_Supplied records:_
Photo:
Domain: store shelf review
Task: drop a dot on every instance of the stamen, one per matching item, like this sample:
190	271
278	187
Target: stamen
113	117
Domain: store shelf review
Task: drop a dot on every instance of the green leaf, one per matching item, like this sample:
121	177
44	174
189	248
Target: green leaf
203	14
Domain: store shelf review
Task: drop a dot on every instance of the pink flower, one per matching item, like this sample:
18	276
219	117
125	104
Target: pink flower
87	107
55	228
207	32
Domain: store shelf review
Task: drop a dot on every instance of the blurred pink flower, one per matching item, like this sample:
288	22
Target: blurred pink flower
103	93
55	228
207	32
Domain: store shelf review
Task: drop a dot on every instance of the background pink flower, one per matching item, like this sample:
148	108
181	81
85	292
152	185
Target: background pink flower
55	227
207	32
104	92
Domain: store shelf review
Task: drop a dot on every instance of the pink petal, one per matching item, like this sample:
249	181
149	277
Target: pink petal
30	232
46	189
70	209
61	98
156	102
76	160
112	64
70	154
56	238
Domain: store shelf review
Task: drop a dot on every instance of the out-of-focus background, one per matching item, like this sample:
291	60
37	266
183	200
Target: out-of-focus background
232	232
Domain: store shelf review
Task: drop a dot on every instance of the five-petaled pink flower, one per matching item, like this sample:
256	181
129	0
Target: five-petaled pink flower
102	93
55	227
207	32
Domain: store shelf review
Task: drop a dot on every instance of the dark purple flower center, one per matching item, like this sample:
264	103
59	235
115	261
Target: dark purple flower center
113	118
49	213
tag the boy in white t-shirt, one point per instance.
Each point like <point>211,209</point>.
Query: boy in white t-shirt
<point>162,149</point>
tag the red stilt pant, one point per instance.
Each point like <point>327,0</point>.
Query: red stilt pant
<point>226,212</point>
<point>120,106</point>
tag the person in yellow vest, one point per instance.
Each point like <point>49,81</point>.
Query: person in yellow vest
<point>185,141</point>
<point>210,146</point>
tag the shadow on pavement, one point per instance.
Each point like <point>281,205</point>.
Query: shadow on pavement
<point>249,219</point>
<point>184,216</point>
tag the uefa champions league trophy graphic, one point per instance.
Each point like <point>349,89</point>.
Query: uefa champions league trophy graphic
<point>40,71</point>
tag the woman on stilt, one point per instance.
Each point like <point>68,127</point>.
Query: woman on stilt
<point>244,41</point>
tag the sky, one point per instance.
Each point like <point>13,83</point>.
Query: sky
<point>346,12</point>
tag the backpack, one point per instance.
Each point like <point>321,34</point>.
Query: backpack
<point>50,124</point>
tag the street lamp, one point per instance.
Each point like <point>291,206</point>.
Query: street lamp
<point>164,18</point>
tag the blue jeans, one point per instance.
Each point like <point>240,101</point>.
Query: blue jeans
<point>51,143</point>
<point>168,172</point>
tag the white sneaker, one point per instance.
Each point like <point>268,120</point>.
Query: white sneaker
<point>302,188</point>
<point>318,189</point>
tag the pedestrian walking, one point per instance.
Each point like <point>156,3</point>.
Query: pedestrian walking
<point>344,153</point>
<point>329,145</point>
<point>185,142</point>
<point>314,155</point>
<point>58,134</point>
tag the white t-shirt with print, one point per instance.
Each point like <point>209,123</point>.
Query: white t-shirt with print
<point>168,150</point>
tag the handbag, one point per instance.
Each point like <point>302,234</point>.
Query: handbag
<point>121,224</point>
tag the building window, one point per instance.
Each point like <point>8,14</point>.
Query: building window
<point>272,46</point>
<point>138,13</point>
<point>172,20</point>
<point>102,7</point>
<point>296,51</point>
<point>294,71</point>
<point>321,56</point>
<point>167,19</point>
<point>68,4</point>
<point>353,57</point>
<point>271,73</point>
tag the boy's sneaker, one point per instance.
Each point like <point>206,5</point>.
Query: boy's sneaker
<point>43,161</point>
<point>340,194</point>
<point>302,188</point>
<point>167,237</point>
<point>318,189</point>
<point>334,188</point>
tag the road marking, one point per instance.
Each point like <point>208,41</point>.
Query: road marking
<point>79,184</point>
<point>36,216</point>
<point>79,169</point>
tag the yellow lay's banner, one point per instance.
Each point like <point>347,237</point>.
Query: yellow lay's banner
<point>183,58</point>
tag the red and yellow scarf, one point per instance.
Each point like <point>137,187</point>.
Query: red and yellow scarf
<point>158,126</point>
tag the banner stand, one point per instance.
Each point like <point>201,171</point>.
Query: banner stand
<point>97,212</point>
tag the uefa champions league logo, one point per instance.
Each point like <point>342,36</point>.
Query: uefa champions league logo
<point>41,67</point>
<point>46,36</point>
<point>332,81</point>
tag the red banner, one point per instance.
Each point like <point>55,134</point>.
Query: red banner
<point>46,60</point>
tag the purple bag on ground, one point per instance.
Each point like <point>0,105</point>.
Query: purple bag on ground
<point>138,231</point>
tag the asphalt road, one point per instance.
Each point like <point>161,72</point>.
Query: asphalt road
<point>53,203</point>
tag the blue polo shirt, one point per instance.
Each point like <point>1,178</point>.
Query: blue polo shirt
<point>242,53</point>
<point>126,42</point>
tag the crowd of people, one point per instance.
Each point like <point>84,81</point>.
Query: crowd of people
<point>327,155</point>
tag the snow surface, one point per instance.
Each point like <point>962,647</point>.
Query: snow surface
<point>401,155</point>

==

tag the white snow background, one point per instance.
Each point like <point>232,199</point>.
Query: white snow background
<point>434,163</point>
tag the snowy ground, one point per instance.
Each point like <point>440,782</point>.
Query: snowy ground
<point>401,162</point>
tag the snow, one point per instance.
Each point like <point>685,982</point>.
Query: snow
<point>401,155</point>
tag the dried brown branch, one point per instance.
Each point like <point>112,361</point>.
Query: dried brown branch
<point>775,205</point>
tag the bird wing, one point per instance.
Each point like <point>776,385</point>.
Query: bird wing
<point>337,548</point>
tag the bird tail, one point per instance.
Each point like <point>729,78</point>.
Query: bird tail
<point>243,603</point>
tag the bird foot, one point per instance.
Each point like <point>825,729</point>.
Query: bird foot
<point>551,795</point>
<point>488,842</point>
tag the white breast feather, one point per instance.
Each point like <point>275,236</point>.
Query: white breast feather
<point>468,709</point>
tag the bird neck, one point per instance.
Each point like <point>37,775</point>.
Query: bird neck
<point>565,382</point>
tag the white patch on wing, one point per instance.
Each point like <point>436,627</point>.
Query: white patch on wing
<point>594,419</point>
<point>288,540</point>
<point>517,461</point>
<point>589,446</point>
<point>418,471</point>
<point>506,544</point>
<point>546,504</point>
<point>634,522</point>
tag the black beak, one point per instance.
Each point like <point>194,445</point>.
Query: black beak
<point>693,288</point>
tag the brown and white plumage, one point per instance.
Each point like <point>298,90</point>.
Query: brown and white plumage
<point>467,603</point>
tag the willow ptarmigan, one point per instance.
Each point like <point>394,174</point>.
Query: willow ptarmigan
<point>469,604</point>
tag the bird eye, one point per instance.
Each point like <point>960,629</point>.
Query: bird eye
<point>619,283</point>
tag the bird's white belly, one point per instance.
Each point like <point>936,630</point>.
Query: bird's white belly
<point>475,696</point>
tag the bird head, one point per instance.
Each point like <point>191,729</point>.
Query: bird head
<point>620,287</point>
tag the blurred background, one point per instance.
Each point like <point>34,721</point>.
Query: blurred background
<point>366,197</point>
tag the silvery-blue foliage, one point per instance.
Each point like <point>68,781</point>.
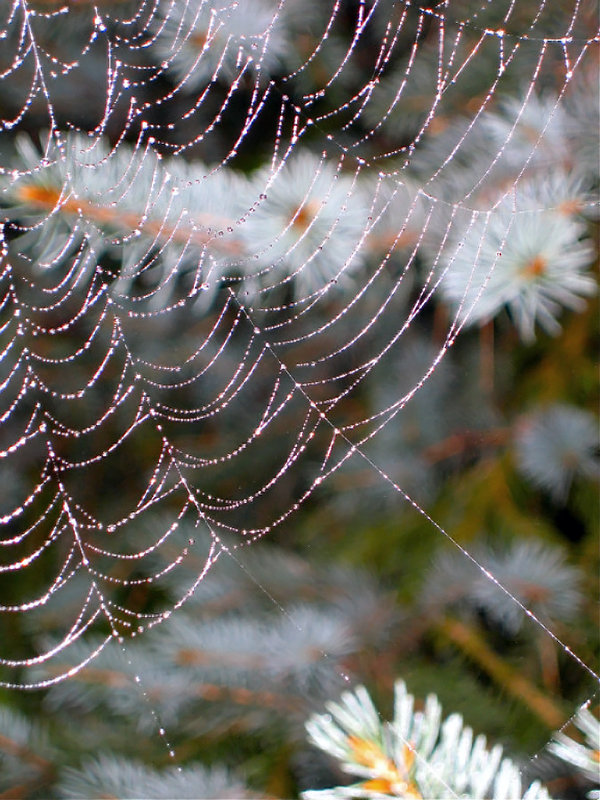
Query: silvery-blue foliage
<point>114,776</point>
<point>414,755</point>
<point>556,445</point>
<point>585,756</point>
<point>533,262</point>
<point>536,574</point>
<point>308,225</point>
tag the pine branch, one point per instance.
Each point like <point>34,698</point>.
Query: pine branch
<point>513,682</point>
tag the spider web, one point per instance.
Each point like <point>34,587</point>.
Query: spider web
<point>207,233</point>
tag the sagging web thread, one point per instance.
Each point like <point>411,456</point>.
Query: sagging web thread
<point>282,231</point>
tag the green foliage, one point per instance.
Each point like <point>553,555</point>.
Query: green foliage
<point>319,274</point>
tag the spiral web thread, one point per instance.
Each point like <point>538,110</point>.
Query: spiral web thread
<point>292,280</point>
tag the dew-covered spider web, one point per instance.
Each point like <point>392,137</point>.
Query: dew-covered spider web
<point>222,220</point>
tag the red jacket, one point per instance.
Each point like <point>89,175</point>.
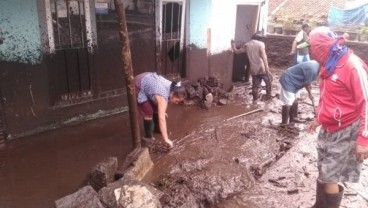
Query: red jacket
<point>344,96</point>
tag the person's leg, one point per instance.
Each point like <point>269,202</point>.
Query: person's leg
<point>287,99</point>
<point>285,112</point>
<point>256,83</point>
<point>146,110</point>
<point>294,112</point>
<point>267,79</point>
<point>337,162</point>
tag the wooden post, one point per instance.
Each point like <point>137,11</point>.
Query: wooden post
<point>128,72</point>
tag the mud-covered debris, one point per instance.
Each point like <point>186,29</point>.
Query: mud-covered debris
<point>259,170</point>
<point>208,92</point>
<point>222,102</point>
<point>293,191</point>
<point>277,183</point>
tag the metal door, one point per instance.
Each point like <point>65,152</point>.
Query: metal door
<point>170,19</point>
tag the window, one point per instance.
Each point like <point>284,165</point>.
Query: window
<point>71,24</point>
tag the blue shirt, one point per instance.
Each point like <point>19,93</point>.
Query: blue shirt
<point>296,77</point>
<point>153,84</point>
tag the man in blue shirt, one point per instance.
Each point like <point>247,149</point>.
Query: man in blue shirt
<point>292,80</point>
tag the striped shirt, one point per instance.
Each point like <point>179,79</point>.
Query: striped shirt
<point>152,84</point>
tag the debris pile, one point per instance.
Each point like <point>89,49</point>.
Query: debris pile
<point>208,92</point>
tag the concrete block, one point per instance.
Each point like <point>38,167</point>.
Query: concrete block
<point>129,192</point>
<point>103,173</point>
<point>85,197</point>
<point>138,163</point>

_Exercise requirements:_
Exact duplication is required for the lines above, from the line that contains "tag the sky, one point per instance." to the line that contains "Each point like <point>8,14</point>.", inclusive; omit all others.

_Solution to the exercise:_
tag the sky, one point per instance.
Each point like <point>13,83</point>.
Query: sky
<point>346,12</point>
tag the backpack, one point per instance.
Each point like <point>321,34</point>.
Query: backpack
<point>50,124</point>
tag the street lamp, one point per instance.
Each point like <point>291,206</point>.
Query: street lamp
<point>164,18</point>
tag the blue jeans, one point per instance.
Each point like <point>240,101</point>.
Query: blue jeans
<point>51,143</point>
<point>168,172</point>
tag the white sneaker, one point per instance.
Each point like <point>268,120</point>.
Query: white sneaker
<point>302,188</point>
<point>318,189</point>
tag the pedestrian walking, one point per instance.
Each point like <point>156,3</point>.
Query: pedestrian walking
<point>344,153</point>
<point>329,145</point>
<point>185,142</point>
<point>314,155</point>
<point>58,134</point>
tag the white t-shirt with print, one point per instance.
Each point like <point>209,123</point>.
Query: white t-shirt with print
<point>168,150</point>
tag the handbag, one point per instance.
Each point like <point>302,234</point>.
Query: handbag
<point>121,224</point>
tag the building window, one point per instance.
Each point like <point>8,14</point>.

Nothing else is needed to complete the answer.